## Start Dataset content

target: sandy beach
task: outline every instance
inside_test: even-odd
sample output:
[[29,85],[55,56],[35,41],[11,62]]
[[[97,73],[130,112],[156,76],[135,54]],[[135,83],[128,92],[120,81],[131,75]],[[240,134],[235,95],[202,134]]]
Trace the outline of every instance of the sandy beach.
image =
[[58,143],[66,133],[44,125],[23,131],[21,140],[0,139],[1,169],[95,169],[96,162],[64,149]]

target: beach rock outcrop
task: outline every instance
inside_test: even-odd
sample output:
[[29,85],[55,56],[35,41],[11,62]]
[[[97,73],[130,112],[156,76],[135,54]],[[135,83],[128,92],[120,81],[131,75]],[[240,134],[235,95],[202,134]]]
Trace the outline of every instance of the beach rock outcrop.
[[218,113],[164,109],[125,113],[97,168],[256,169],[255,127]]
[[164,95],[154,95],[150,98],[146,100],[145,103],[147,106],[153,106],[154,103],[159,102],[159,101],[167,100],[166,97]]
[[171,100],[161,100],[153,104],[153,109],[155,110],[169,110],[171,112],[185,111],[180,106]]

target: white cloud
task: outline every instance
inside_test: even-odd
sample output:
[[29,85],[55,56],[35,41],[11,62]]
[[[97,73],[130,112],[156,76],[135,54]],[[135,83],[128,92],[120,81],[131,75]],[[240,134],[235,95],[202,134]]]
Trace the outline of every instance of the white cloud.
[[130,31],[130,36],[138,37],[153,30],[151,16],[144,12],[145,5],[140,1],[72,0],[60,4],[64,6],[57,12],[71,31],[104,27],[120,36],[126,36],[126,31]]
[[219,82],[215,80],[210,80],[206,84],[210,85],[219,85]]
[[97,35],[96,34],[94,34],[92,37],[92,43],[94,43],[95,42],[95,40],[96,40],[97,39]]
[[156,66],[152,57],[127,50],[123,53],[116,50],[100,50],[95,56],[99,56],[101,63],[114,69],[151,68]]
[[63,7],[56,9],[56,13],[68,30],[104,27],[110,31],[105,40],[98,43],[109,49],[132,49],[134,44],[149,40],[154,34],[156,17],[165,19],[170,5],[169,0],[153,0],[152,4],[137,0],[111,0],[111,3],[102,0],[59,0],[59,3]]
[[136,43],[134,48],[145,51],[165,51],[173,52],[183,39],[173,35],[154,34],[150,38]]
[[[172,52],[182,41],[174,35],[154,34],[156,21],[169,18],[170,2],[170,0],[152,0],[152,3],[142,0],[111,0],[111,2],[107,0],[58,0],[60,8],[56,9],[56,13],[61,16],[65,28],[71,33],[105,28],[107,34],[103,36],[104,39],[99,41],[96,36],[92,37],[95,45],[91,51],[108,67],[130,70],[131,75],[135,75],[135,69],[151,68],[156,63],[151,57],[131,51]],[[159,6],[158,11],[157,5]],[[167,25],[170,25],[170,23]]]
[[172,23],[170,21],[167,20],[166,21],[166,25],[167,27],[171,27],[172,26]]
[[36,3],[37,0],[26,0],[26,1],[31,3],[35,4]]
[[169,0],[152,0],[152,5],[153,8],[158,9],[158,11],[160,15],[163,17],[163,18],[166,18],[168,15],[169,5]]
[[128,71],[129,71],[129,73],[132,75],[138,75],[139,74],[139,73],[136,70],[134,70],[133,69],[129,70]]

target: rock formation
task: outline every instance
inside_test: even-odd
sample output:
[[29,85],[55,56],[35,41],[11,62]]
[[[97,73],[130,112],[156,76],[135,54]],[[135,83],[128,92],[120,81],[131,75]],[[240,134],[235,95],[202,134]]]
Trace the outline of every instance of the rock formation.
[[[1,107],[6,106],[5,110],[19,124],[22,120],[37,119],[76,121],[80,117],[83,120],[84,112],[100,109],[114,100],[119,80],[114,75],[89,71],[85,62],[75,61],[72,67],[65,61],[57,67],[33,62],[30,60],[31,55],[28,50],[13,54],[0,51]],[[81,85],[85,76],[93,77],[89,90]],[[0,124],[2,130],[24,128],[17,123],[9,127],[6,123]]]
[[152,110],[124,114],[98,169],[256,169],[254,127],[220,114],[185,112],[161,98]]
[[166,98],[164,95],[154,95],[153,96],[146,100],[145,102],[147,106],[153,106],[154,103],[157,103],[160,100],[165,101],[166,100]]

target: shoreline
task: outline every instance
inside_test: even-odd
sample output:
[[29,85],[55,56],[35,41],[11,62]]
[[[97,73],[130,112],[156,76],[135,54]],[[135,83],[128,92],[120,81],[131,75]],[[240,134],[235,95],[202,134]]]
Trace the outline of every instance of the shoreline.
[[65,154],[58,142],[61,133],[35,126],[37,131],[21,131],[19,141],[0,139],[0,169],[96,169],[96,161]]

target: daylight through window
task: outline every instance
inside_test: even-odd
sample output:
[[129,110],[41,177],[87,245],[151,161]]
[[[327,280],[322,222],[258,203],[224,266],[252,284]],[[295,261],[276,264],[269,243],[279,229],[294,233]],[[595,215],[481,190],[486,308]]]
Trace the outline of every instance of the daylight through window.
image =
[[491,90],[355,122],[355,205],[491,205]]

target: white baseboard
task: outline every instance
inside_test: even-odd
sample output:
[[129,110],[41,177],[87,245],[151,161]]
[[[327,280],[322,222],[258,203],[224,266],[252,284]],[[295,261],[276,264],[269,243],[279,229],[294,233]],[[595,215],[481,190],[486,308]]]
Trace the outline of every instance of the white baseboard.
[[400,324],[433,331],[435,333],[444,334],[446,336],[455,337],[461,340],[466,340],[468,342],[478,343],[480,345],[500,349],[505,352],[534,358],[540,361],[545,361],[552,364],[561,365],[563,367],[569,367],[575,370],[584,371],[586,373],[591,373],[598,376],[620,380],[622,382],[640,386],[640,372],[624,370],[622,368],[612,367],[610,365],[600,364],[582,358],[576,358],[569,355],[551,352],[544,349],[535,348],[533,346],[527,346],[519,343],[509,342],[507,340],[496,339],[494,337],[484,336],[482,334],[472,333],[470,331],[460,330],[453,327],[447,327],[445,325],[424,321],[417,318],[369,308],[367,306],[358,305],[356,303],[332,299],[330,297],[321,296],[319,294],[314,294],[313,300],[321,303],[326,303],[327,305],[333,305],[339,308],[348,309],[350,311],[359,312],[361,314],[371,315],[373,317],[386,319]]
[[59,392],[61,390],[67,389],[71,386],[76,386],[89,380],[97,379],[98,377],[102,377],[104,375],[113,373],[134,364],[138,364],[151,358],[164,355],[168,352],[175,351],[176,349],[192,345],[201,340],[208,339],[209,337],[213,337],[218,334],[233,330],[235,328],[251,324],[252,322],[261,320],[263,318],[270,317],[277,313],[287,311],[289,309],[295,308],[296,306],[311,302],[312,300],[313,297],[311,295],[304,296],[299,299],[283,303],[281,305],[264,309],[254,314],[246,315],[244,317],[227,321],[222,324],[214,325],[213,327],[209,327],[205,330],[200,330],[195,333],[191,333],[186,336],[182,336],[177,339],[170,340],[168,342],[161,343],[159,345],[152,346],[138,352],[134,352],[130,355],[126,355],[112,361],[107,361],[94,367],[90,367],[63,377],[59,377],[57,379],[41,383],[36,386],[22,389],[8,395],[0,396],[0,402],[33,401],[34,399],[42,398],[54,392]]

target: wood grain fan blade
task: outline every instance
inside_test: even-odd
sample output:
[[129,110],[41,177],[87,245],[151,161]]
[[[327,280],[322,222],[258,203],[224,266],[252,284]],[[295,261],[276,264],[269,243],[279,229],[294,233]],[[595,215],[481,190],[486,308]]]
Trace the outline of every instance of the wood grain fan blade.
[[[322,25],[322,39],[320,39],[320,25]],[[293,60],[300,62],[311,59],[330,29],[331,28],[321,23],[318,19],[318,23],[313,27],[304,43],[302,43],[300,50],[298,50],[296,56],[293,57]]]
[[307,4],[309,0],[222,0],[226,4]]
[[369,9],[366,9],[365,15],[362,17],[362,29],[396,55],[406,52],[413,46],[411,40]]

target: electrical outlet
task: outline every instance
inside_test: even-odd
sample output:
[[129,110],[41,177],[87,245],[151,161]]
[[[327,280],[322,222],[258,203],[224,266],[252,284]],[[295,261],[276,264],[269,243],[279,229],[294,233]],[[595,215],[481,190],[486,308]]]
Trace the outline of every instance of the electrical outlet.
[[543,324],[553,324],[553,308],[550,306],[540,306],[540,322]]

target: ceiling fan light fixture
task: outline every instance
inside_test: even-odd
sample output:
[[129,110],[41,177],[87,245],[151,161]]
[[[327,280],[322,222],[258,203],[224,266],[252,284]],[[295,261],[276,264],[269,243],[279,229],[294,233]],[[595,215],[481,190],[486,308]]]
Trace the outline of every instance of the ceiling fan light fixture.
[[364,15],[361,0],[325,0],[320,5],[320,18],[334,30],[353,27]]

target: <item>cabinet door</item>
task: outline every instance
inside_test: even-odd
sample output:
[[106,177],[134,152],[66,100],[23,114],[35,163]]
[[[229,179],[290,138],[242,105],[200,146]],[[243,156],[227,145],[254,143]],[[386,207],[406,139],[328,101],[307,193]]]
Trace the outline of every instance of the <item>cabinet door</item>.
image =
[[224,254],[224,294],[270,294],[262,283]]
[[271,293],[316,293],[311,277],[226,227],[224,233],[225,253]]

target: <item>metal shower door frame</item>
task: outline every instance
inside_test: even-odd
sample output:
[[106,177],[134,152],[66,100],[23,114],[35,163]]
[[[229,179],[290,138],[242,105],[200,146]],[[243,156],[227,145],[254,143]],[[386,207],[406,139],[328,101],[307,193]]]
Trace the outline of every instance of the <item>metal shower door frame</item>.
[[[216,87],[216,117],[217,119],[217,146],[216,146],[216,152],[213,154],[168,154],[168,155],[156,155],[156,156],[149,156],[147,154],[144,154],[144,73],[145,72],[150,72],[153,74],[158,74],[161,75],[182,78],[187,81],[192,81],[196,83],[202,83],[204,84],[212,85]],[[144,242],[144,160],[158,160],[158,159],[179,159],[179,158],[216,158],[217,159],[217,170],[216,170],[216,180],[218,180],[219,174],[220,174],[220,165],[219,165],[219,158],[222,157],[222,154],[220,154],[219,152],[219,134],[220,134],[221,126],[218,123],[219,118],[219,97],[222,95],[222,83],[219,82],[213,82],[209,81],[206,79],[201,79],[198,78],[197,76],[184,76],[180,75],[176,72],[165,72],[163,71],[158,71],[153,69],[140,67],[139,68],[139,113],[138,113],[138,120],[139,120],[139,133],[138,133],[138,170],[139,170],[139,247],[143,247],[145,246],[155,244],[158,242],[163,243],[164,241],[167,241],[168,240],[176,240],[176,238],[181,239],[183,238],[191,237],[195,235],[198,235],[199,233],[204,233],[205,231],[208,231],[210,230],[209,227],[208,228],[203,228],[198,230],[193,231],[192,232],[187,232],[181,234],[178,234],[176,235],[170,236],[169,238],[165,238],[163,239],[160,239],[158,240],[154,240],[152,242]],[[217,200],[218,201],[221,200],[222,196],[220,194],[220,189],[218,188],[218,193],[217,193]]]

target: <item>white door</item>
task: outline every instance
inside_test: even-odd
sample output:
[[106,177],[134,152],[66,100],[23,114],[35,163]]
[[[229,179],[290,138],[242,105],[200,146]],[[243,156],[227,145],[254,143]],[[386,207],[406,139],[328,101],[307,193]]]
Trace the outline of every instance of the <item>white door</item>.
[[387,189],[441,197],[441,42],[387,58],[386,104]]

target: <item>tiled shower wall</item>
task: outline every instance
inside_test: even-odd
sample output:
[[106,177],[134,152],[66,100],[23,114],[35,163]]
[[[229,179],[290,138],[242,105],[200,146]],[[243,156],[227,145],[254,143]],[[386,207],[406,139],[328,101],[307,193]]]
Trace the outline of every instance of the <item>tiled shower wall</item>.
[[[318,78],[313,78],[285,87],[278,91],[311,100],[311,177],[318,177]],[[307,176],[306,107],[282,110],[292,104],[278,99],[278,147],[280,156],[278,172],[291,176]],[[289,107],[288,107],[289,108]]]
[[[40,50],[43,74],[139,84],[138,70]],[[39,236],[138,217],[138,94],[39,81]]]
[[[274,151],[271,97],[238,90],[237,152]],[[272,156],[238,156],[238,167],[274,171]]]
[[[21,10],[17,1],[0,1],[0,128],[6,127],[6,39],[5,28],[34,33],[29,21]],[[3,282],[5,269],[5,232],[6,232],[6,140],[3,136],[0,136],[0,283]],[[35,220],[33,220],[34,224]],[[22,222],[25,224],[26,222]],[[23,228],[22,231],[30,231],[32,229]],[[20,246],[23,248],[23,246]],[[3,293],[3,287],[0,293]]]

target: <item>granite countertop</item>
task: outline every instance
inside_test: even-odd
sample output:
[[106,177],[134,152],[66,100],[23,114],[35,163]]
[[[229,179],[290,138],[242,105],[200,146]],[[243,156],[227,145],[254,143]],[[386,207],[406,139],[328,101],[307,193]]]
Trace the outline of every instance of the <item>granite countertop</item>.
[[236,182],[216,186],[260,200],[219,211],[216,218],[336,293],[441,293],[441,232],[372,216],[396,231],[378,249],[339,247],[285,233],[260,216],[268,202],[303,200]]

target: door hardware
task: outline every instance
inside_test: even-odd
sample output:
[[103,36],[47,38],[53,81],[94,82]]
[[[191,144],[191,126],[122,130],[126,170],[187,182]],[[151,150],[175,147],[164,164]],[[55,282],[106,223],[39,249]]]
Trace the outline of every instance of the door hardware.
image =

## End Dataset content

### Work to be completed
Rescale the lines starting with the line that contains "target: <item>white door</item>" and going on through the line that contains "[[387,189],[441,197],[441,42],[387,58],[386,104]]", giving only these lines, each one included again. Multiply every polygon coordinate in the answers by 1.35 and round to whole numbers, halves up, leaving all other numbers, including the sample outputs, unchanged.

### Output of the task
target: <item>white door</item>
task: outline every instance
inside_test: even-odd
sample output:
[[106,177],[134,152],[66,100],[23,114],[35,163]]
[[[229,179],[290,138],[242,105],[200,146]],[[243,156],[227,145],[254,143]],[[386,207],[406,139],[328,101],[307,193]]]
Trace the outline of every instance of the <item>white door</item>.
[[522,255],[595,266],[595,57],[522,78],[521,140]]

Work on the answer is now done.